# EXERCISE GOAL
Copy each line of the records below that has "windshield" in it.

# SUPPLIED ENTRIES
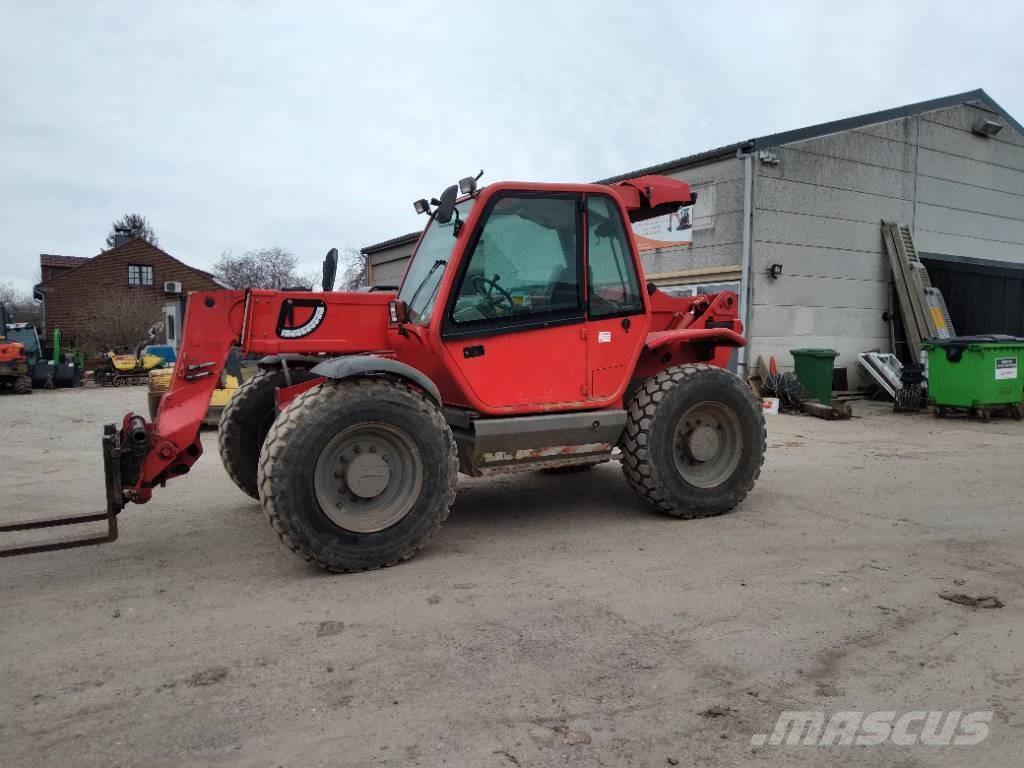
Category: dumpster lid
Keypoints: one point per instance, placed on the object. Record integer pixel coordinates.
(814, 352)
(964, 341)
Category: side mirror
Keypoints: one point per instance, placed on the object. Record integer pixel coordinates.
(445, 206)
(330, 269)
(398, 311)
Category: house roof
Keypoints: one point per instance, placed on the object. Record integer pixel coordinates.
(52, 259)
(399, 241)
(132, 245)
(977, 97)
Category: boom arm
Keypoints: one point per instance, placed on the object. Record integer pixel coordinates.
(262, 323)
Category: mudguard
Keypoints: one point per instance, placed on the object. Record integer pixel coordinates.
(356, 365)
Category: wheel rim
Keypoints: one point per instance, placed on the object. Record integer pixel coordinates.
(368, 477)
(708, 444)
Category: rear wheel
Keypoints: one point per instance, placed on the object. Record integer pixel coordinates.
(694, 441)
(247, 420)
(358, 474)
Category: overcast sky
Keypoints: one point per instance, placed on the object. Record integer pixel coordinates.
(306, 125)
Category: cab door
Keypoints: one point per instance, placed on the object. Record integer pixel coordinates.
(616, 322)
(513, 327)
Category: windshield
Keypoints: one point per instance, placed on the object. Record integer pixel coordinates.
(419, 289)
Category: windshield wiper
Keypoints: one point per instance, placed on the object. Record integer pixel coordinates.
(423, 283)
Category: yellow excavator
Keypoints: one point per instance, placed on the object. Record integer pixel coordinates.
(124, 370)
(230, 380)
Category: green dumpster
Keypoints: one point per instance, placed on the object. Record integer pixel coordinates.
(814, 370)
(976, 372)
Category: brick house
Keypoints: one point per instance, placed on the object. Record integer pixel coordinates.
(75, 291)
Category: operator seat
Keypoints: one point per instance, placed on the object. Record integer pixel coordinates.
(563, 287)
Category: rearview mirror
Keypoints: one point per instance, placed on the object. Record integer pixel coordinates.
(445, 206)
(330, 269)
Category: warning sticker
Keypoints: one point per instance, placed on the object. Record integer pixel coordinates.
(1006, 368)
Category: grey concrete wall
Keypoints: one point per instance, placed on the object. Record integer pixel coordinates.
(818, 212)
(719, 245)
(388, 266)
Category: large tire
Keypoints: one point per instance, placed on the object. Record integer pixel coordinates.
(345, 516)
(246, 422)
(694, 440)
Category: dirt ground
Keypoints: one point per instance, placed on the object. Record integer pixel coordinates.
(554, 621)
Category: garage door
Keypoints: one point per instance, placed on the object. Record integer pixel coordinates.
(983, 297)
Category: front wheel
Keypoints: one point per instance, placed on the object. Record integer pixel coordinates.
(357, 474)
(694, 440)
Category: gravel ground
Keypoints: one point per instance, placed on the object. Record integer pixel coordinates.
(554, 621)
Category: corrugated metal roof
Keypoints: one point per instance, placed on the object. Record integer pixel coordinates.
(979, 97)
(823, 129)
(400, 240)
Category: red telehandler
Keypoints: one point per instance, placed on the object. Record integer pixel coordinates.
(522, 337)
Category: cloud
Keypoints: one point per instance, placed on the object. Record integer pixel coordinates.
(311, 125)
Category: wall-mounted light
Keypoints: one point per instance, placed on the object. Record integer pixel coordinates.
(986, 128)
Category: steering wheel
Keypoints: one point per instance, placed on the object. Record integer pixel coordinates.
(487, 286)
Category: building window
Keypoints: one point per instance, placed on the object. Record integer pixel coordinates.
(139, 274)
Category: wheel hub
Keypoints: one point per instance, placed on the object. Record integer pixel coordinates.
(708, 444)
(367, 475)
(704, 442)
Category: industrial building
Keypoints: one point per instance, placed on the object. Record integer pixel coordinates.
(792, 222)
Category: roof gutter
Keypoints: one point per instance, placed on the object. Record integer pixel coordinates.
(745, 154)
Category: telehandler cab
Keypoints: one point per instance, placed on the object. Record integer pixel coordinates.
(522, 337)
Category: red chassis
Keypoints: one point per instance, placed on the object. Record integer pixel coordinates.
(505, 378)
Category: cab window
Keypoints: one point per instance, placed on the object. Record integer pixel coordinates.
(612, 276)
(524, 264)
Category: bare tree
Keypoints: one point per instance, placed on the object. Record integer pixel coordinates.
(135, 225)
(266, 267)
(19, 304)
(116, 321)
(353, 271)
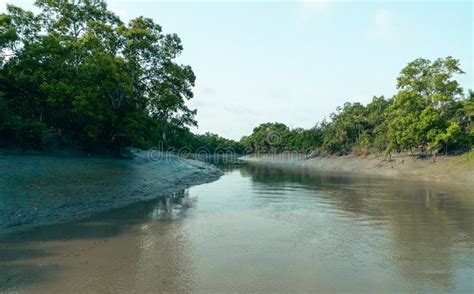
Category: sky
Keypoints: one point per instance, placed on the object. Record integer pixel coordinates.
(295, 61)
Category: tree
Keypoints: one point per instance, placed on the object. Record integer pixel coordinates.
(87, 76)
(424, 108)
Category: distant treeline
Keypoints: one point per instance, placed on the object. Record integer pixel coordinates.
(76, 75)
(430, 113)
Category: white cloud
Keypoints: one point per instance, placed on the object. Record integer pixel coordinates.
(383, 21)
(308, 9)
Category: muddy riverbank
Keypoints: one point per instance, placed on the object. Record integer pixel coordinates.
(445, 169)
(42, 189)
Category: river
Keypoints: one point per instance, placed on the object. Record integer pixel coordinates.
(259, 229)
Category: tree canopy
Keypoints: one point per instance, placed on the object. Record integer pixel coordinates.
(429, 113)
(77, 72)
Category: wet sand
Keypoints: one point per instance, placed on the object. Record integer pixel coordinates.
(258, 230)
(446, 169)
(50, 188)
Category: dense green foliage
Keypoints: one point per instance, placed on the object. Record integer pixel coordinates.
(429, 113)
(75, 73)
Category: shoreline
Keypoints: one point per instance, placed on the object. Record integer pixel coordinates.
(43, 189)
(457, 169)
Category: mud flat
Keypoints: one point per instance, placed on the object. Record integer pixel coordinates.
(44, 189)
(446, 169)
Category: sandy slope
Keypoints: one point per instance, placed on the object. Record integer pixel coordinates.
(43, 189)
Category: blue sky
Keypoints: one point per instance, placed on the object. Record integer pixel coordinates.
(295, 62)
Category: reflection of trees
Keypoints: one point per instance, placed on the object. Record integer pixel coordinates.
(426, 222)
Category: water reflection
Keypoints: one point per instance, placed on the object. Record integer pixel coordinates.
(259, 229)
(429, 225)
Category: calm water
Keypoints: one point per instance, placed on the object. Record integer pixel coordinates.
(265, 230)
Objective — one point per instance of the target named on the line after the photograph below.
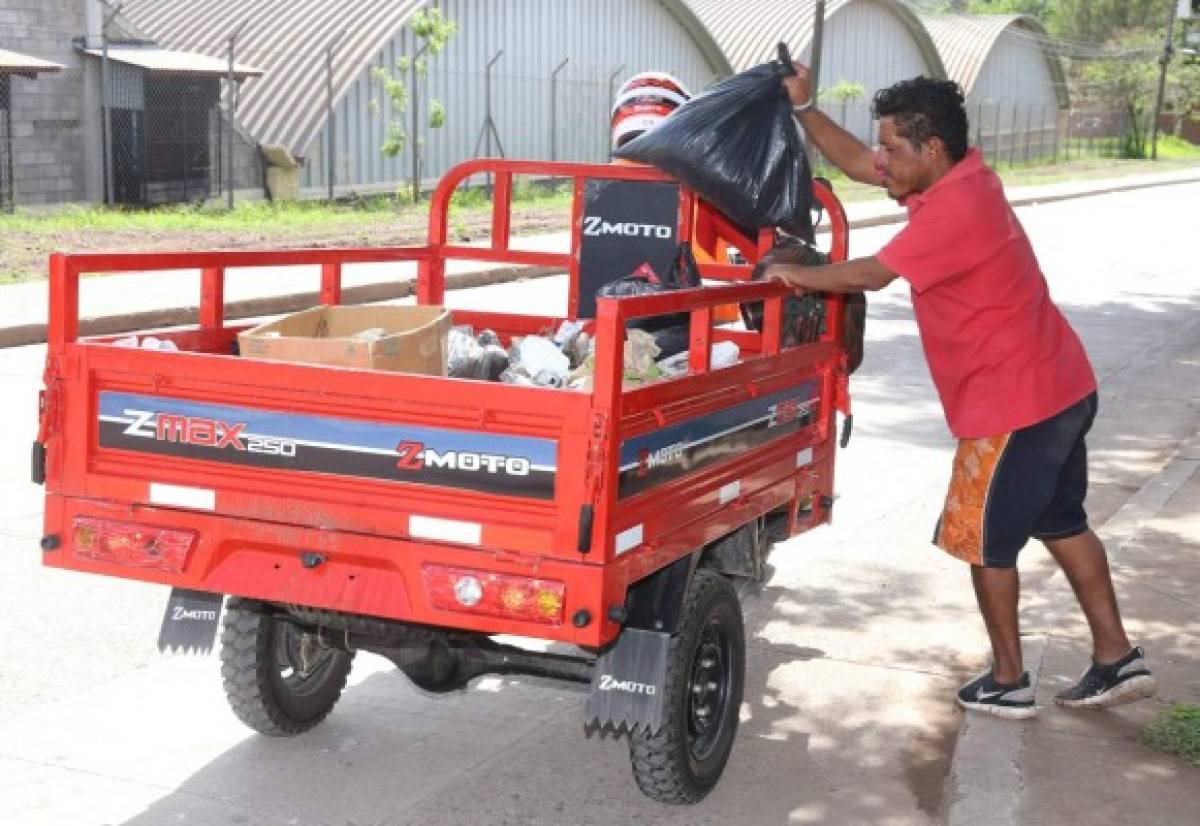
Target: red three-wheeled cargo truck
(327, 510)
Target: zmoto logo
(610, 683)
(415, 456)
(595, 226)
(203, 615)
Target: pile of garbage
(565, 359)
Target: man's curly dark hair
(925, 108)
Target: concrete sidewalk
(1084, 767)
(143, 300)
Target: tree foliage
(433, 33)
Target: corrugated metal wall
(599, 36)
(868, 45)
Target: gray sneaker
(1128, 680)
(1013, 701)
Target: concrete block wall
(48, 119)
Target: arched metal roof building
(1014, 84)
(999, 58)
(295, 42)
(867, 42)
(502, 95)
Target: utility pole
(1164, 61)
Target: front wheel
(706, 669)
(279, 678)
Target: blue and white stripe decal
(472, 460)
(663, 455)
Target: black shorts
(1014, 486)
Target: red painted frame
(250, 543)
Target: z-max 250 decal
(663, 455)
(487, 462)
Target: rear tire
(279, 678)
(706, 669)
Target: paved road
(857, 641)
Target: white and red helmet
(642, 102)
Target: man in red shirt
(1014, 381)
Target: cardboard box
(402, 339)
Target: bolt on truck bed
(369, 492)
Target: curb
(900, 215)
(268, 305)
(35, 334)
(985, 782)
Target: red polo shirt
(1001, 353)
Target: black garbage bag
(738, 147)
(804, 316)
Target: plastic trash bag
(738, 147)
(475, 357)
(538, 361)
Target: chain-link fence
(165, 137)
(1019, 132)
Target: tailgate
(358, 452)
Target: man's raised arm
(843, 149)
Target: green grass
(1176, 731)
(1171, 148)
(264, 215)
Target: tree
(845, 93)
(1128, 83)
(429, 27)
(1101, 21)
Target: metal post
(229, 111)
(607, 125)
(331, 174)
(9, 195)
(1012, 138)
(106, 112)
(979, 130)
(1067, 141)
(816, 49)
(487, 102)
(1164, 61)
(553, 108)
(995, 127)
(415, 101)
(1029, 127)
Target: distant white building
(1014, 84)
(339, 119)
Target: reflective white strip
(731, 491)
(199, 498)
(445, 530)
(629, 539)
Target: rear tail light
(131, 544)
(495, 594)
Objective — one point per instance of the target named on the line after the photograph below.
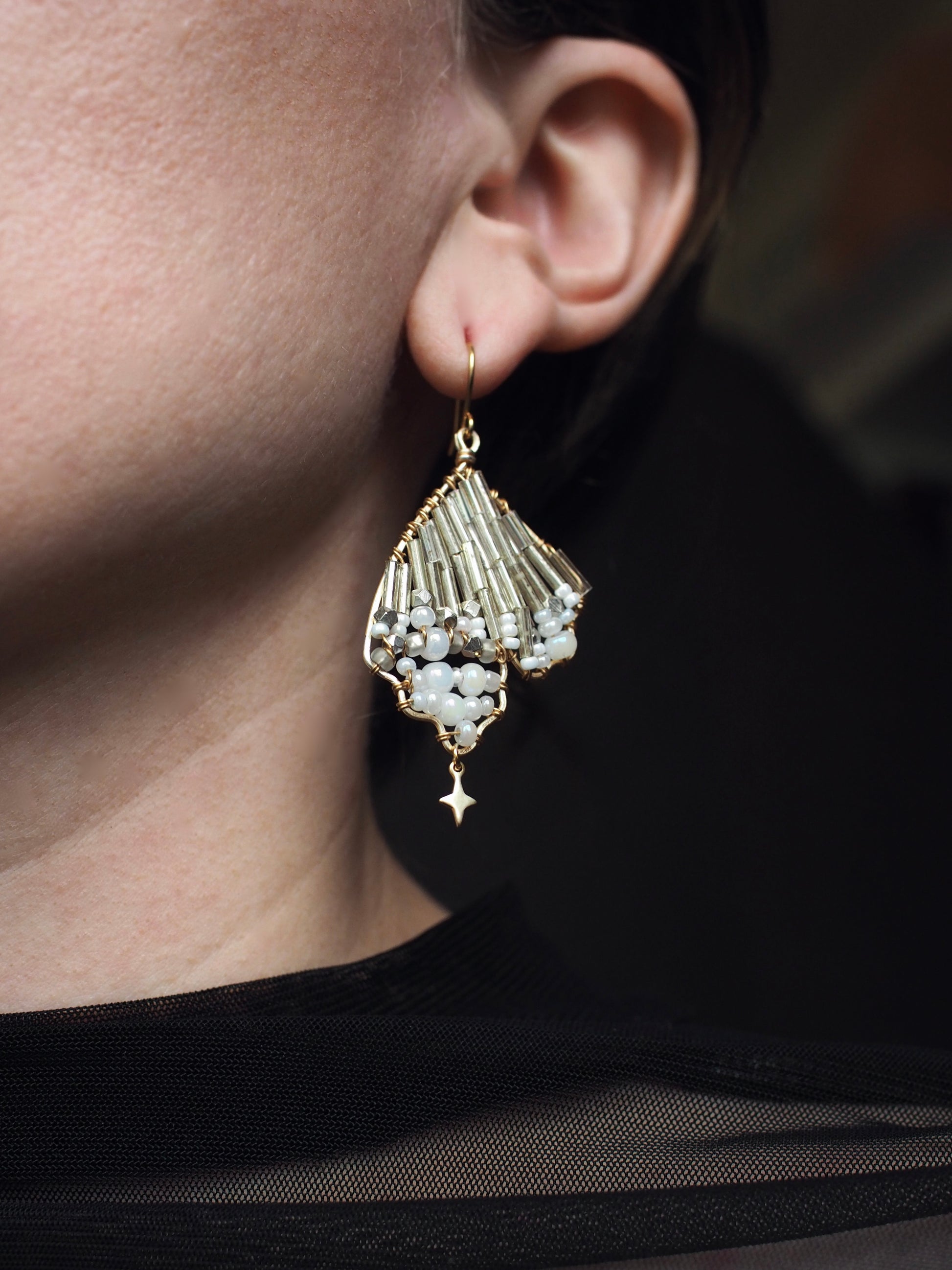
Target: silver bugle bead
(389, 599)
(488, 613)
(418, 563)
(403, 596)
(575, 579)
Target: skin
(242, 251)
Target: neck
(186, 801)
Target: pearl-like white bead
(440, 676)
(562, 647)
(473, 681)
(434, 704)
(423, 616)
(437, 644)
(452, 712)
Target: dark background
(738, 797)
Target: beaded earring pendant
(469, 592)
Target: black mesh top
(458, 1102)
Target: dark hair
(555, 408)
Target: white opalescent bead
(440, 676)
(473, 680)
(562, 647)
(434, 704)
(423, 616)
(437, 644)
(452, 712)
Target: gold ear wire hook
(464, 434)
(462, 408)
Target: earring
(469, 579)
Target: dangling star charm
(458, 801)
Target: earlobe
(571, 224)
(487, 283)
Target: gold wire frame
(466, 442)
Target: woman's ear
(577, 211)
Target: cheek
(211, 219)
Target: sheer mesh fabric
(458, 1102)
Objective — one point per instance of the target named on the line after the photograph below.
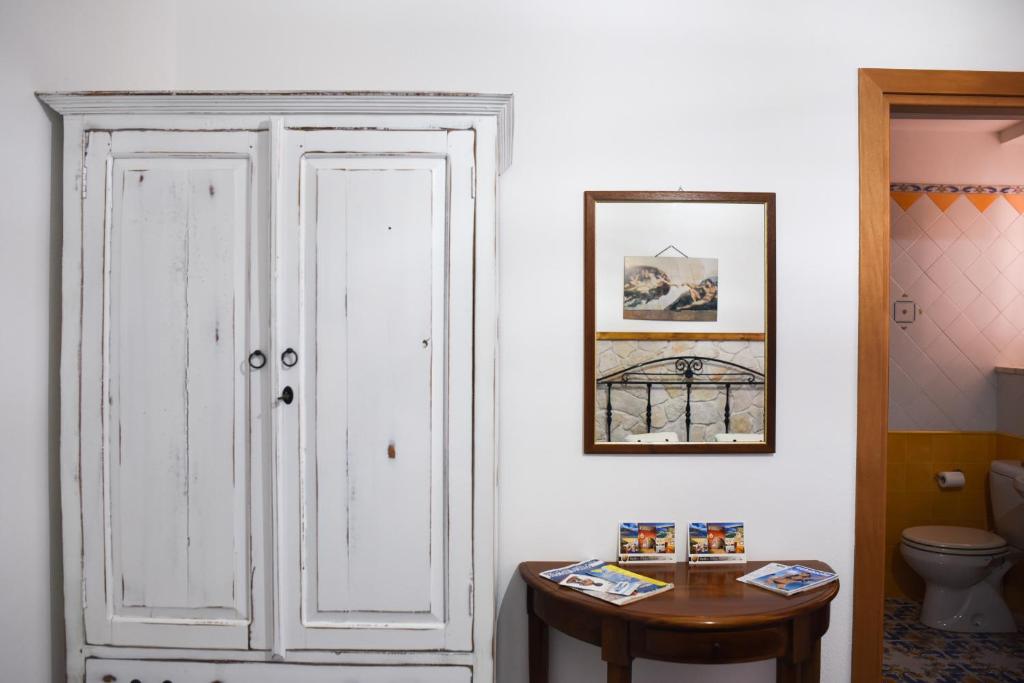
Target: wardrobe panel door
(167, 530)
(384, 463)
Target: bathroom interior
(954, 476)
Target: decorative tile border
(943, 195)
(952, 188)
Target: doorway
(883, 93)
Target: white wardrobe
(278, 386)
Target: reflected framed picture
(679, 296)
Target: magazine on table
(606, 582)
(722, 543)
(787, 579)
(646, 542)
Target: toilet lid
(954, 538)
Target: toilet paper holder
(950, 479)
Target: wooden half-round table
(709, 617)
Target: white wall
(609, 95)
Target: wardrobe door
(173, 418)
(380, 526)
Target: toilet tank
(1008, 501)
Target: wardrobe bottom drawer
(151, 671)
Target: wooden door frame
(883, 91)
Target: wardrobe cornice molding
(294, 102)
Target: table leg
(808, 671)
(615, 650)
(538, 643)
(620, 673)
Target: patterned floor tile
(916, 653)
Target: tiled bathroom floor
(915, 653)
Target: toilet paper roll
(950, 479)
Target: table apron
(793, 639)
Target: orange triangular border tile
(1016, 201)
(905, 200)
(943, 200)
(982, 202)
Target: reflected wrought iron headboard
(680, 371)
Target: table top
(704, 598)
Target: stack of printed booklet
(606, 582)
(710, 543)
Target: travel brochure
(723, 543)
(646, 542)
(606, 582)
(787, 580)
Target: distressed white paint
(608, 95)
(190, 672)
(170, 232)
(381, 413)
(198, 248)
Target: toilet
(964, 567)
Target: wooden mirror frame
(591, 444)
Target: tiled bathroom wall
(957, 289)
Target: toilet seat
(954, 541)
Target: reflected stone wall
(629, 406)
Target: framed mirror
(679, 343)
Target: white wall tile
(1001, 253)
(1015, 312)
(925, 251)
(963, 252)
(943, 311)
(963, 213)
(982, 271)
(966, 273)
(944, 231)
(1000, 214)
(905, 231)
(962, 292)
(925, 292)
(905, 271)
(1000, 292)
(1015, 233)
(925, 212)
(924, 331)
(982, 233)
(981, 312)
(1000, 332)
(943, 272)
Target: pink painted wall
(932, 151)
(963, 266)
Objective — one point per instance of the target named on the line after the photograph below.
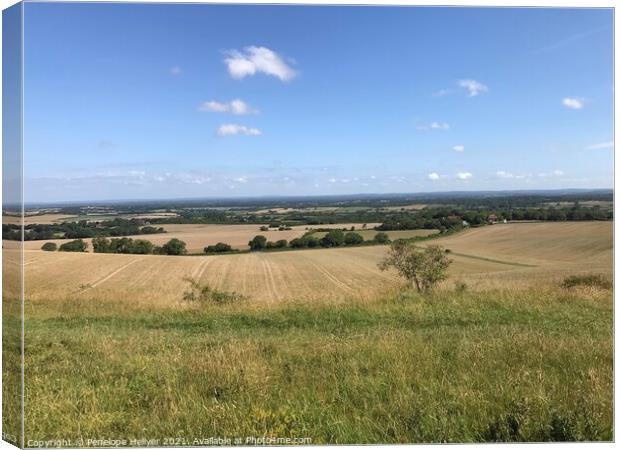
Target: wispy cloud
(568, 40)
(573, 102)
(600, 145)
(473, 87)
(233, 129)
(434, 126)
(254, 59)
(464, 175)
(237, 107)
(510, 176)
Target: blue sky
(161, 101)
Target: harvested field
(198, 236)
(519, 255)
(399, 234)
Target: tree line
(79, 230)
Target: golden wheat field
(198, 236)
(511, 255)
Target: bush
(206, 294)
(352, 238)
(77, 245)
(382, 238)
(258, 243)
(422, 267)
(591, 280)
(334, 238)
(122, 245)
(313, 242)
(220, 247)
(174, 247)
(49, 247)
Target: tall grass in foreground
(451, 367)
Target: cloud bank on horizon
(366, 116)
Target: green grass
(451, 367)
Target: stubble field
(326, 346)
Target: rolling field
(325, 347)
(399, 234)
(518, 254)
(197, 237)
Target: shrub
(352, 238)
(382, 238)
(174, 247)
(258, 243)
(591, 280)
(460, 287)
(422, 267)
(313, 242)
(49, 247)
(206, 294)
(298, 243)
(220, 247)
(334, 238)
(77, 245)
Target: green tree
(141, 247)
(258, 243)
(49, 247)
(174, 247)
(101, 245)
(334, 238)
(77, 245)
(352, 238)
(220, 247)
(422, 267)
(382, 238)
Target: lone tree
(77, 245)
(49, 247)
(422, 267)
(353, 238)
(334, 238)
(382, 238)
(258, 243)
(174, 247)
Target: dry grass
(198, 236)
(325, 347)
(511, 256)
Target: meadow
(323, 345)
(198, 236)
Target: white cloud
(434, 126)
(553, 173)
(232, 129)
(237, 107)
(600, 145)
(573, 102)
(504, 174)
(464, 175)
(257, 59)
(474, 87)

# FINISHED TASK
Category: windshield
Category: windshield wiper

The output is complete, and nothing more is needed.